PASSAGE.
+++
Women’s History Month offers the opportunity to shine a spotlight on often overlooked contributions to culture. This March, UWE third-year BA Film Studies students are providing a series of weekly film reviews that showcase women’s lives globally. This week, Lydia Cooper reviews ‘Young Lakota’.
Young Lakota is an inspiring, and at times brutal, documentary about the struggle of Native American women to have their voices and opinions respected within their own community, and within the United States at large.
Young Lakota focuses on three young people living on the Pine Ridge Reservation in South Dakota during an election with abortion issues at the heart. At the beginning of the documentary, state officials in South Dakota propose a bill that would effectively ban abortion in all contexts, and when the Tribal President of the Pine Ridge Reservation, Cecilia Fire Thunder, publicly opposes this, announcing her plans to open an abortion clinic on the reservation, she is impeached.
During the next election for tribal president, twins Sunny and Serena Clifford throw their support behind Cecilia and her campaign, attempting to get information out to other residents. These moments of campaigning are particularly poignant as their frustration at the lack of care some in the community have for abortion issues is clear. Sunny and Serena’s neighbour Brandon Ferguson gets hired to work for the candidate opposing Cecilia, much to the disappointment of Sunny and Serena, who saw him as a pro-choice ally prior to this.
Although the film does largely focus on the campaign, directors Marion Lipschutz and Rose Rosenblatt scatter moments of the subjects reflecting on life on the reservation throughout the film, helping to contextualise the issues and conflict within the community. Although the low life expectancy, substance abuse and poverty that prevails over many reservations in the United States is often reported on, it’s good to see these issues being spoken about by people who actually live these experiences, and to contextualise these issues with the way the Native American community has been treated historically and today.
Although there are many shots of the beautiful surrounding landscape, most of the time we see the subjects in their cars, or inside their houses, cluttered with documents, leaflets and children’s toys. When we do see them together, outside with others from the reservation towards the end of the film, it is a refreshing change to the fractured community and relationships bringing Young Lakota to a more positive hopeful end.
+++
PARTS OF THE EXERCISE.
1. List every person named in the Young Lakota review.
2. Recast the Young Lakota review paragraph beginning "During the next election for tribal president" as a short bulleted list that keeps its main facts.
3. In the Young Lakota review, what did Cecilia Fire Thunder announce plans to open?

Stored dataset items
+++
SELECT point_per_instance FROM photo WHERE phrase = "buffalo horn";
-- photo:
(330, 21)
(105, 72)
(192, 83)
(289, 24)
+++
ANSWERS.
1. Lydia Cooper, Cecilia Fire Thunder, Sunny Clifford, Serena Clifford, Brandon Ferguson, Marion Lipschutz, Rose Rosenblatt

2.
- In the next tribal presidential election, twins Sunny and Serena Clifford back Cecilia and her campaign and try to get information out to other residents.
- Their campaigning shows clear frustration at how little some in the community care about abortion issues.
- Their neighbor Brandon Ferguson, whom they had seen as a pro-choice ally, is hired to work for Cecilia's opponent, which disappoints them.

3. An abortion clinic on the reservation.